What the task requires – Below are records; transcribe only the line with "Expected: a marker on each instance of the green" and those after it, through the last line, without any change.

Pointing dataset excerpts –
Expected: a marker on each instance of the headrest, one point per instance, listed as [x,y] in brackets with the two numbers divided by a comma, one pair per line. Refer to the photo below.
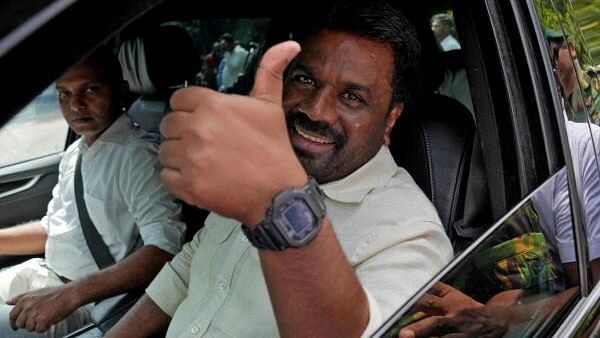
[161,58]
[434,145]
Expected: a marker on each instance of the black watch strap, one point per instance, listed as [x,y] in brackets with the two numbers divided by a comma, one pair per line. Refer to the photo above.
[265,236]
[268,236]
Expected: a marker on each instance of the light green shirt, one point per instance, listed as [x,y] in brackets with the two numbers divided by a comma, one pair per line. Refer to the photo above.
[387,227]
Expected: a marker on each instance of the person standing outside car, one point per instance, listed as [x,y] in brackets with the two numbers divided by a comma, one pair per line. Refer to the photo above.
[442,26]
[234,61]
[329,256]
[130,208]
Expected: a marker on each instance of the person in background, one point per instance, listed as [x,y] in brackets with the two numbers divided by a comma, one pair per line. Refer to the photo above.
[442,26]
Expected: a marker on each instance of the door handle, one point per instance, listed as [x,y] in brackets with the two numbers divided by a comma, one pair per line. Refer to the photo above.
[25,186]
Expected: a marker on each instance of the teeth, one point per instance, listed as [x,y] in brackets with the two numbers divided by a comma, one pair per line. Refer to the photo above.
[313,138]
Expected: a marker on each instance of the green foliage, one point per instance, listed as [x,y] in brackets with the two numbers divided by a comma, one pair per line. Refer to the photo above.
[587,15]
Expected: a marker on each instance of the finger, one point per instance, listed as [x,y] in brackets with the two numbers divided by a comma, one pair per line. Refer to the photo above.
[268,84]
[20,320]
[14,315]
[188,98]
[42,327]
[173,124]
[15,300]
[171,154]
[30,324]
[440,289]
[431,304]
[176,184]
[454,335]
[430,326]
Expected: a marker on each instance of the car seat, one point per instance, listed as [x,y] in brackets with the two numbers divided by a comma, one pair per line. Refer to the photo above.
[435,145]
[154,65]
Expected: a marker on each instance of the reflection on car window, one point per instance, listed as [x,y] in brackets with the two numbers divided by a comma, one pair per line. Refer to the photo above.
[442,26]
[577,82]
[455,83]
[513,283]
[37,130]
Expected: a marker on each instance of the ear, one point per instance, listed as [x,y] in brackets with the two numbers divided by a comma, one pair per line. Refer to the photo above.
[124,88]
[390,120]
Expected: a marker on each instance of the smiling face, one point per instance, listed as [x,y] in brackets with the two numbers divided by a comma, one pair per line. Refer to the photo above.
[87,100]
[337,98]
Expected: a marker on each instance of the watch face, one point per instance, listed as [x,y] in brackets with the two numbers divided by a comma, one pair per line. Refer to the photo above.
[299,216]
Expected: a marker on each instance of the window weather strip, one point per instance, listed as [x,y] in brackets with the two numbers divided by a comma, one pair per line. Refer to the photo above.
[36,21]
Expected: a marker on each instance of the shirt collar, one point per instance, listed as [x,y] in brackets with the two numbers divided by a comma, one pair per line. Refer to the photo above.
[117,132]
[373,174]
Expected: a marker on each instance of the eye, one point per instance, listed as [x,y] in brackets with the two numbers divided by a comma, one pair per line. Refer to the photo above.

Response –
Expected: a marker on each instance of the green foliage, one point per instance, listed as [x,y] in brackets with the two numbers divided by a comma, one pair per line. Refer to the photo above.
[587,15]
Expected: a marker on each instance of the finger, one point per instance, listed as [x,y] in brackets with the two numbers divided by a comma, one pair per line. Refer to the photo above.
[268,84]
[20,320]
[14,315]
[188,98]
[42,327]
[173,124]
[15,300]
[171,154]
[30,324]
[440,289]
[431,304]
[176,184]
[454,335]
[430,326]
Expected: a marker on each instance of the car seat, one point per instance, listed as [x,y] in brackets with the two numbers divided by a comma, one pair per line. Refer to the photo above.
[435,145]
[154,65]
Expected: a marker on each instance of the reflection on car window, one point per instance, listed as [x,y] in brackets with the two numbers divided by a comma, one pair per line. Refer to the photo above.
[442,26]
[577,82]
[455,83]
[513,283]
[37,130]
Expected: a marker on each instance of the ear, one point per instance, listed as [x,y] in brackets with the two numbers divided by a comma, one pair per line. Refer to the photo above.
[124,88]
[390,120]
Expected: a marker on each instance of the smiling face, one point per instance, listed as [x,y] in brackets with the two numbers divided by a comma, one pair per line. Refer to the photo above.
[87,100]
[337,98]
Expected: a marker on each instance of the watch face, one point per instance, listed as [x,y] in brackets with the two numbers divided by a comma, one pair per line. Refer to the photo above.
[299,216]
Expected: a marker on each instance of the window weather strip, one point per instance, listed as [x,y] in brackets with the two numbers divided by a comma, one pair per line. Refer to the photo above.
[36,21]
Expected: a marker on each instance of the shirt collar, one point per instance, listed as [x,y] in brackets with the two numbers divided by a comma, one pair per line. Refer to the photo above.
[117,132]
[373,174]
Expected: a marker on each instance of the eye, one point per instance, listed as [x,y] in brackets with the two numbers divided by a comma, one pair per line. Refer to the photo above.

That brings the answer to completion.